▶ **Phrase grounding data**:
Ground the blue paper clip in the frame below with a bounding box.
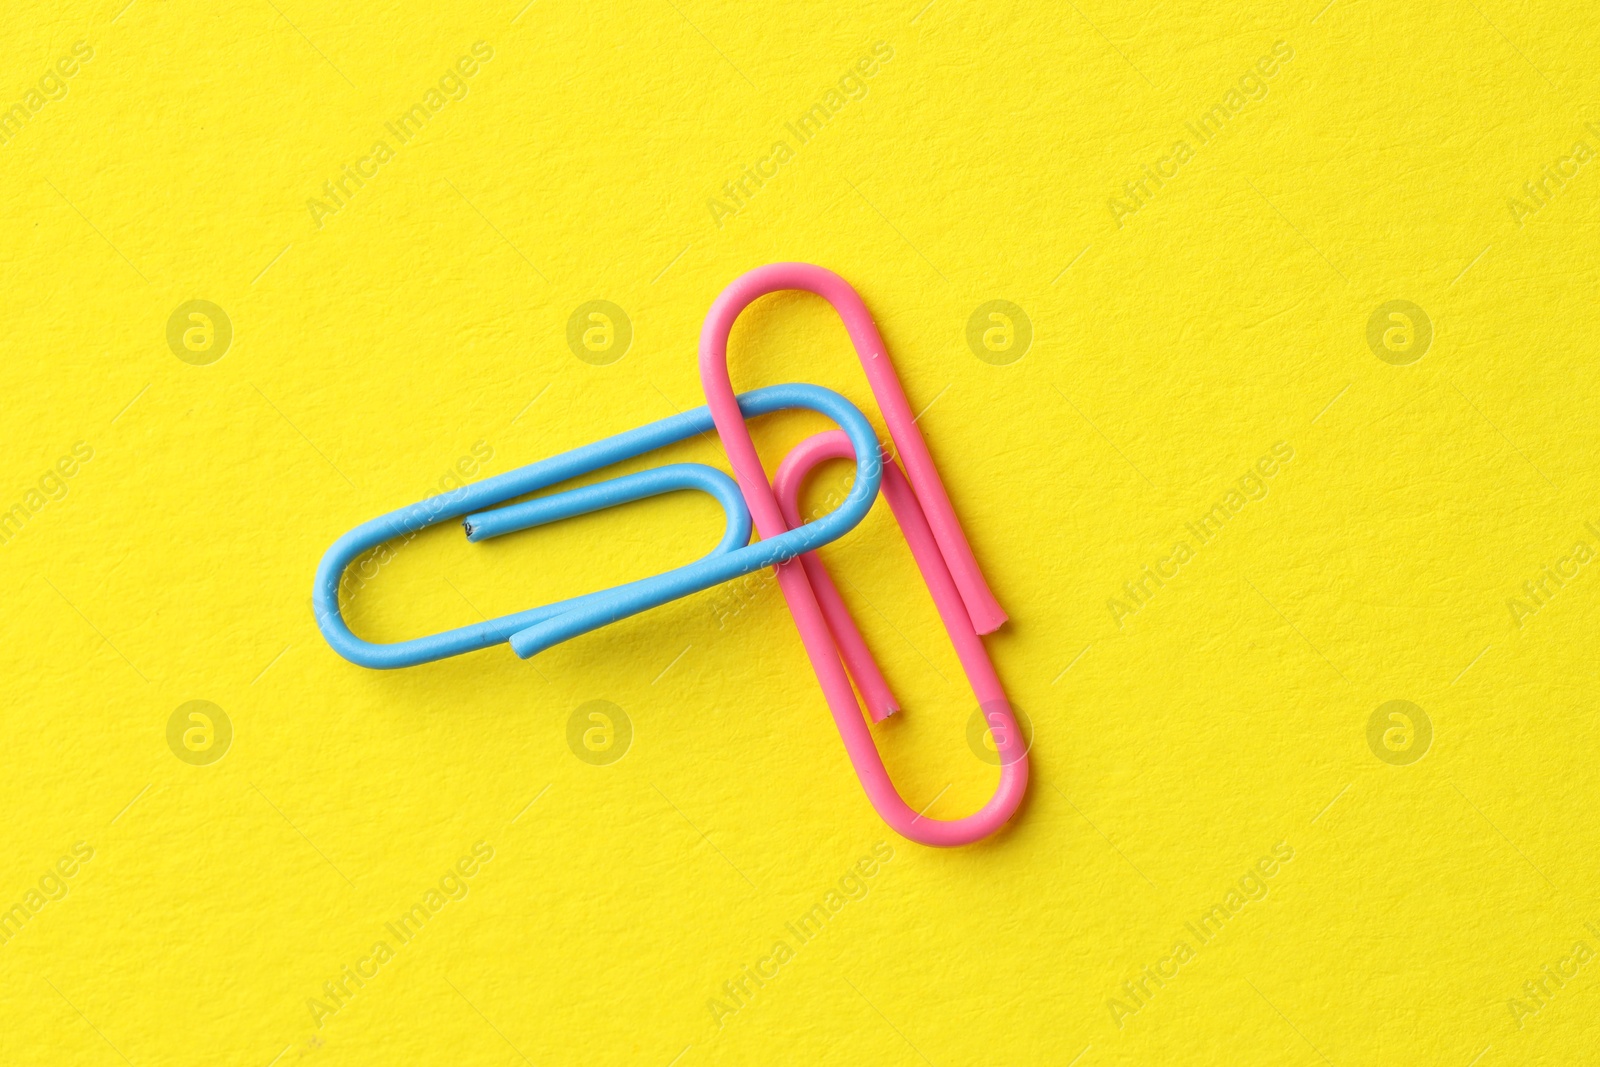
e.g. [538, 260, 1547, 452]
[313, 382, 882, 668]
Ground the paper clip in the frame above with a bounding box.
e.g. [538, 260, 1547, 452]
[314, 382, 881, 668]
[700, 263, 1028, 846]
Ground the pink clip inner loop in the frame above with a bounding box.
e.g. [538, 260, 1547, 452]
[699, 263, 1026, 846]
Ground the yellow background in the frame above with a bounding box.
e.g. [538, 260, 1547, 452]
[3, 0, 1599, 1063]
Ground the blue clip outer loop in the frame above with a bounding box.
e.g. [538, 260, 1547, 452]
[313, 382, 882, 668]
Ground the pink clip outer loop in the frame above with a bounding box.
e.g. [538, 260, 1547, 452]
[699, 263, 1026, 846]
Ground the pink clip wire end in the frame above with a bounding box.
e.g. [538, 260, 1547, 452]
[699, 263, 1027, 847]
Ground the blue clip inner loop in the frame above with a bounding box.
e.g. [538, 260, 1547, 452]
[313, 382, 882, 668]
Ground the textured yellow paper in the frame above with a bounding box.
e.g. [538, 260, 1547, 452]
[3, 1, 1598, 1063]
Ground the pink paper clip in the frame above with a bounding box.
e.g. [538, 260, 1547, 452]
[700, 263, 1028, 846]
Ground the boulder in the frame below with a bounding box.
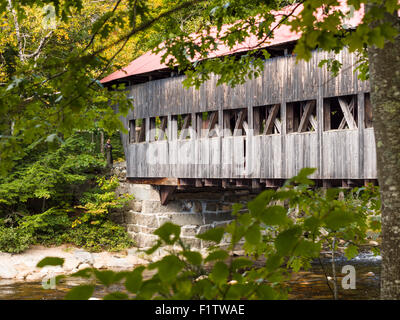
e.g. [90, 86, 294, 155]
[0, 265, 17, 279]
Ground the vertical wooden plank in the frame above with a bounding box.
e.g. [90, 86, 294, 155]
[253, 107, 261, 135]
[324, 99, 331, 131]
[281, 56, 287, 178]
[191, 112, 197, 139]
[247, 106, 253, 177]
[286, 103, 294, 133]
[317, 87, 324, 179]
[358, 92, 365, 179]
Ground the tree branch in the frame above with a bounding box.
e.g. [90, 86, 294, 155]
[82, 0, 123, 53]
[23, 31, 54, 60]
[7, 0, 24, 61]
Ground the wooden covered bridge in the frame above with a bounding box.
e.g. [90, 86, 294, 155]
[101, 9, 376, 200]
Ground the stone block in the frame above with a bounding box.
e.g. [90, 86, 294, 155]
[127, 224, 157, 234]
[203, 212, 234, 224]
[197, 224, 213, 235]
[201, 239, 218, 249]
[142, 200, 182, 214]
[125, 211, 158, 228]
[127, 224, 140, 233]
[127, 184, 160, 201]
[129, 232, 158, 248]
[115, 184, 129, 196]
[181, 226, 198, 237]
[128, 200, 142, 212]
[218, 203, 232, 212]
[158, 213, 204, 226]
[174, 192, 223, 201]
[180, 237, 202, 249]
[205, 202, 218, 212]
[213, 220, 232, 228]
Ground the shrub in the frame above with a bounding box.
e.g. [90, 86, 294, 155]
[0, 226, 32, 253]
[67, 221, 134, 252]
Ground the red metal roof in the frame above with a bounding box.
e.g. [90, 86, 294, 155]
[101, 2, 364, 84]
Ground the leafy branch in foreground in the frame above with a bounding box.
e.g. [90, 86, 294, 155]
[38, 168, 381, 300]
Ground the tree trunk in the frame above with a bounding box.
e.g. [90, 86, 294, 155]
[100, 130, 104, 154]
[368, 10, 400, 299]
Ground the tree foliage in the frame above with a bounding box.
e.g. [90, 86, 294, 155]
[0, 133, 133, 252]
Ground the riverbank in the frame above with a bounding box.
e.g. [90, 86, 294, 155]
[0, 245, 150, 282]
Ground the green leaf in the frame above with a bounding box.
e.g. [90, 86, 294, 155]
[210, 261, 229, 285]
[103, 292, 129, 300]
[293, 240, 321, 258]
[290, 257, 303, 272]
[326, 188, 340, 200]
[287, 168, 316, 186]
[231, 257, 253, 271]
[205, 249, 229, 262]
[344, 244, 358, 260]
[70, 268, 93, 278]
[36, 257, 65, 268]
[256, 284, 277, 299]
[226, 284, 251, 299]
[136, 279, 161, 300]
[125, 267, 145, 293]
[231, 203, 244, 216]
[93, 270, 116, 287]
[152, 255, 185, 282]
[245, 224, 261, 245]
[325, 209, 354, 230]
[183, 251, 203, 265]
[265, 254, 282, 272]
[237, 212, 252, 227]
[145, 241, 161, 255]
[65, 285, 94, 300]
[304, 216, 321, 233]
[154, 222, 180, 245]
[247, 190, 274, 217]
[197, 227, 225, 243]
[275, 227, 302, 255]
[260, 206, 288, 226]
[371, 246, 380, 256]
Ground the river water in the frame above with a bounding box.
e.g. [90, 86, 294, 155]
[0, 252, 381, 300]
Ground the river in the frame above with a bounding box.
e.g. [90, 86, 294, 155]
[0, 252, 381, 300]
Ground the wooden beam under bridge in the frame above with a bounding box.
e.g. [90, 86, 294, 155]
[127, 177, 378, 188]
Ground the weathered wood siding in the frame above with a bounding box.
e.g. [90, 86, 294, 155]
[121, 48, 376, 180]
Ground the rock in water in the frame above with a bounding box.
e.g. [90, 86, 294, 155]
[0, 265, 17, 279]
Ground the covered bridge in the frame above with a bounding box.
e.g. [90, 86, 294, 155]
[102, 4, 377, 204]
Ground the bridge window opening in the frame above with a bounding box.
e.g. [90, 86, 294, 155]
[323, 95, 357, 131]
[365, 93, 373, 128]
[150, 116, 168, 141]
[196, 111, 219, 138]
[286, 100, 316, 133]
[129, 118, 146, 143]
[223, 108, 248, 136]
[177, 114, 193, 140]
[254, 104, 281, 135]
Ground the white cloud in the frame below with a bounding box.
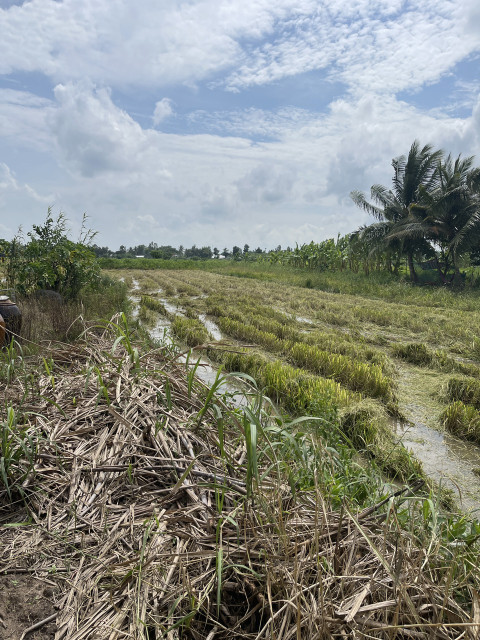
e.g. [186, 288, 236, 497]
[223, 1, 480, 93]
[50, 81, 148, 177]
[153, 98, 173, 126]
[1, 0, 477, 97]
[0, 162, 19, 192]
[0, 89, 54, 148]
[236, 164, 296, 203]
[1, 1, 480, 249]
[0, 162, 54, 234]
[0, 0, 313, 87]
[136, 214, 156, 225]
[0, 77, 478, 248]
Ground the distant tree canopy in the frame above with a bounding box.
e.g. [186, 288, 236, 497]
[150, 246, 178, 260]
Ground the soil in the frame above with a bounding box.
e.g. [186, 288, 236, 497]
[0, 575, 57, 640]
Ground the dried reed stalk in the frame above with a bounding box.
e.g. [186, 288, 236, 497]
[0, 325, 477, 639]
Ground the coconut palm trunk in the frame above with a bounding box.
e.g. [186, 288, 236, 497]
[407, 251, 418, 282]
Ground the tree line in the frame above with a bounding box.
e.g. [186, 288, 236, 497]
[92, 243, 268, 260]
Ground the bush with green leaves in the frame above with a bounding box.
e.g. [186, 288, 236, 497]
[5, 210, 100, 300]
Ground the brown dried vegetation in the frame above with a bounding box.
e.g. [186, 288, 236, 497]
[0, 321, 478, 638]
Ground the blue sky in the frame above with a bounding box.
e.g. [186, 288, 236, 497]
[0, 0, 479, 250]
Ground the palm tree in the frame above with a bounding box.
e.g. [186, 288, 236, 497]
[351, 141, 443, 281]
[389, 154, 480, 286]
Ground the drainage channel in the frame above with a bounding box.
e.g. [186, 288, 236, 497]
[133, 295, 252, 409]
[393, 419, 480, 512]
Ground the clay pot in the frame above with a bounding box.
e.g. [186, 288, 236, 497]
[0, 314, 5, 347]
[0, 296, 22, 346]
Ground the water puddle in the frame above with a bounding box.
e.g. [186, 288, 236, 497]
[394, 419, 480, 512]
[198, 314, 224, 341]
[148, 318, 175, 348]
[177, 353, 250, 408]
[296, 315, 314, 325]
[160, 298, 184, 316]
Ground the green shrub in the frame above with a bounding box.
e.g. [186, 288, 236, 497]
[392, 342, 433, 365]
[5, 210, 100, 300]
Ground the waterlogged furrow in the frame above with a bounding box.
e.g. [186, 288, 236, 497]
[107, 267, 480, 504]
[117, 269, 435, 489]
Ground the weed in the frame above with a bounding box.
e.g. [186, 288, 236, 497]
[0, 406, 38, 499]
[140, 295, 167, 315]
[392, 342, 433, 365]
[339, 400, 424, 482]
[446, 376, 480, 409]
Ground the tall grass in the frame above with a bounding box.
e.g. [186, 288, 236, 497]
[447, 376, 480, 408]
[140, 295, 167, 315]
[17, 275, 129, 346]
[339, 400, 424, 482]
[0, 406, 39, 499]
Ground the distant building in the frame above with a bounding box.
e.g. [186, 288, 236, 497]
[135, 255, 145, 258]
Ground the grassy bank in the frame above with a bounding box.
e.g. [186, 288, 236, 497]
[101, 257, 480, 310]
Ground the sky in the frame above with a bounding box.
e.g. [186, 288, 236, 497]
[0, 0, 479, 251]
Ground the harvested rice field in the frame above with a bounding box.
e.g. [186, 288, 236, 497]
[111, 267, 480, 510]
[2, 271, 480, 638]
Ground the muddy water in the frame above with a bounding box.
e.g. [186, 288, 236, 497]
[198, 314, 223, 341]
[394, 420, 480, 512]
[132, 295, 250, 408]
[395, 364, 480, 512]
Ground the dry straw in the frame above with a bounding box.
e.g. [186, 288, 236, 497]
[0, 321, 478, 639]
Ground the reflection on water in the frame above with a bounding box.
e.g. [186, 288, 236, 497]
[198, 314, 223, 341]
[159, 297, 183, 316]
[393, 419, 480, 512]
[177, 353, 250, 408]
[296, 315, 314, 325]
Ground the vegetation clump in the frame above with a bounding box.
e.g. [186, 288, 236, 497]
[171, 315, 211, 347]
[4, 210, 100, 300]
[140, 294, 167, 315]
[392, 342, 433, 365]
[339, 400, 424, 482]
[441, 400, 480, 443]
[447, 376, 480, 409]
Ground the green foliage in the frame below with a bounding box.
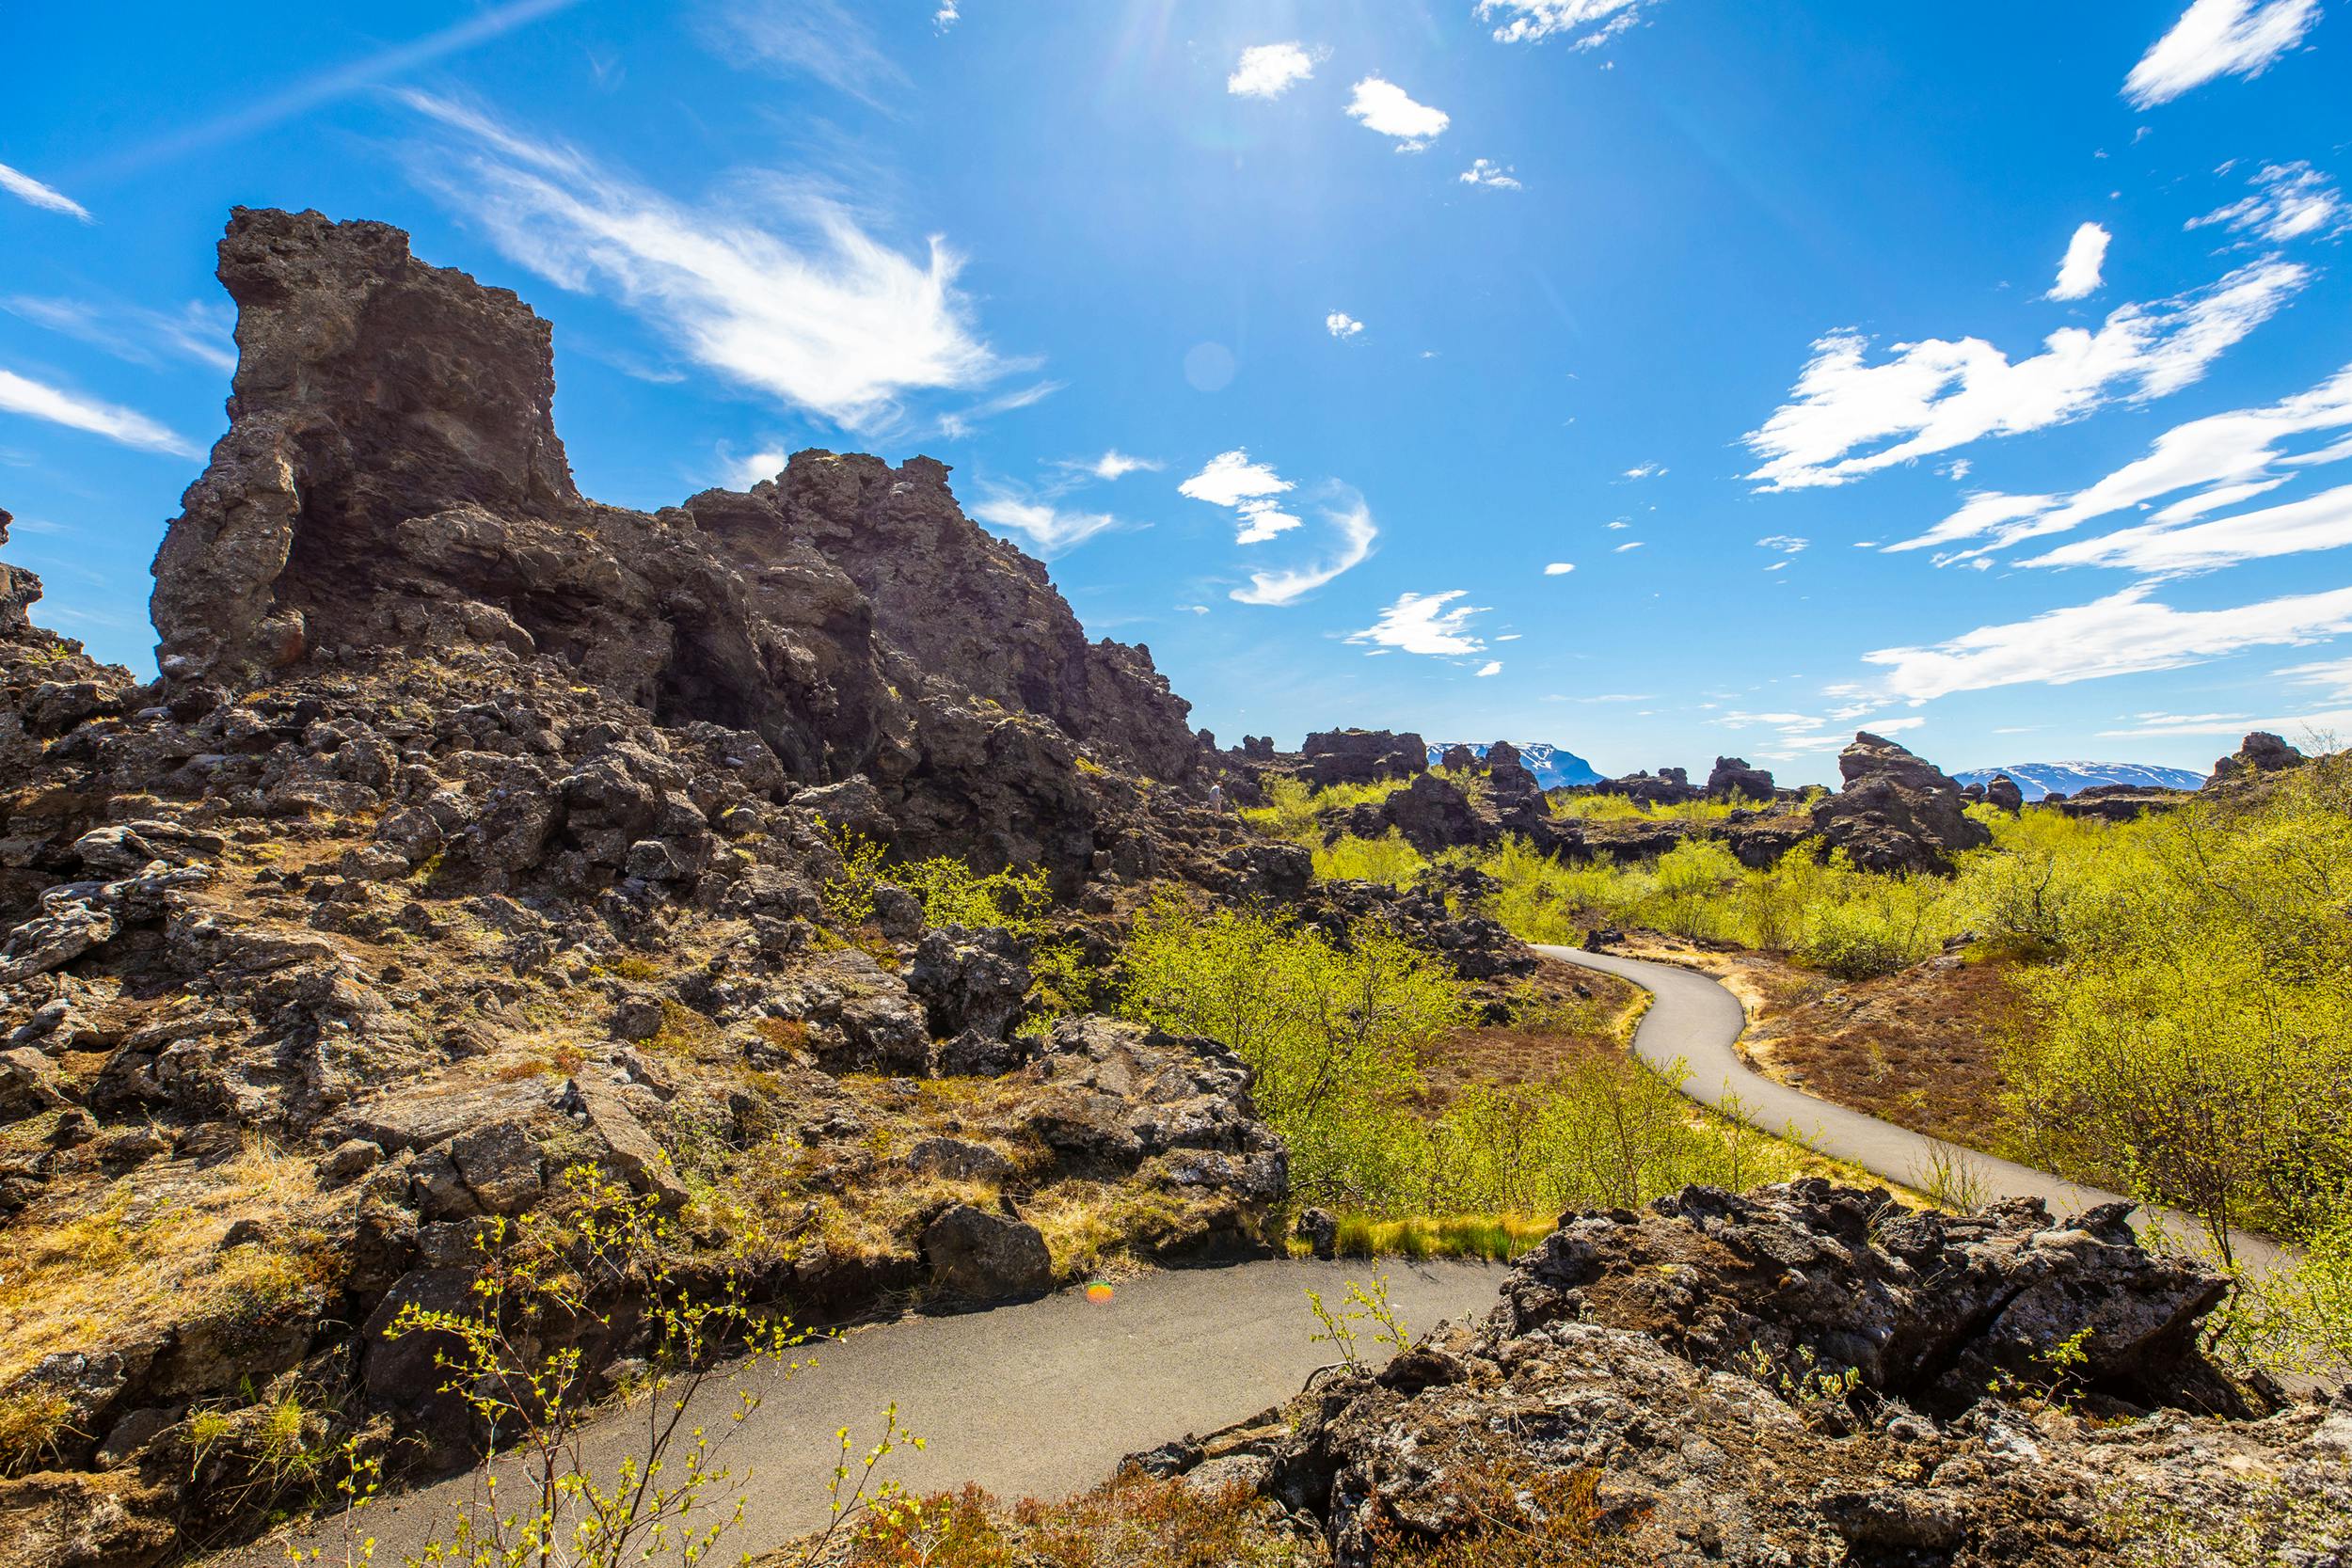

▶ **What you will do**:
In the entries above, which lines hold the word "vegetation"? Copy them out.

▶ **Solution to this problem**:
Ground the brown dried vegetation in the frame above with a bounding box.
Ground the vegetation clump in the frame above with a bounding box.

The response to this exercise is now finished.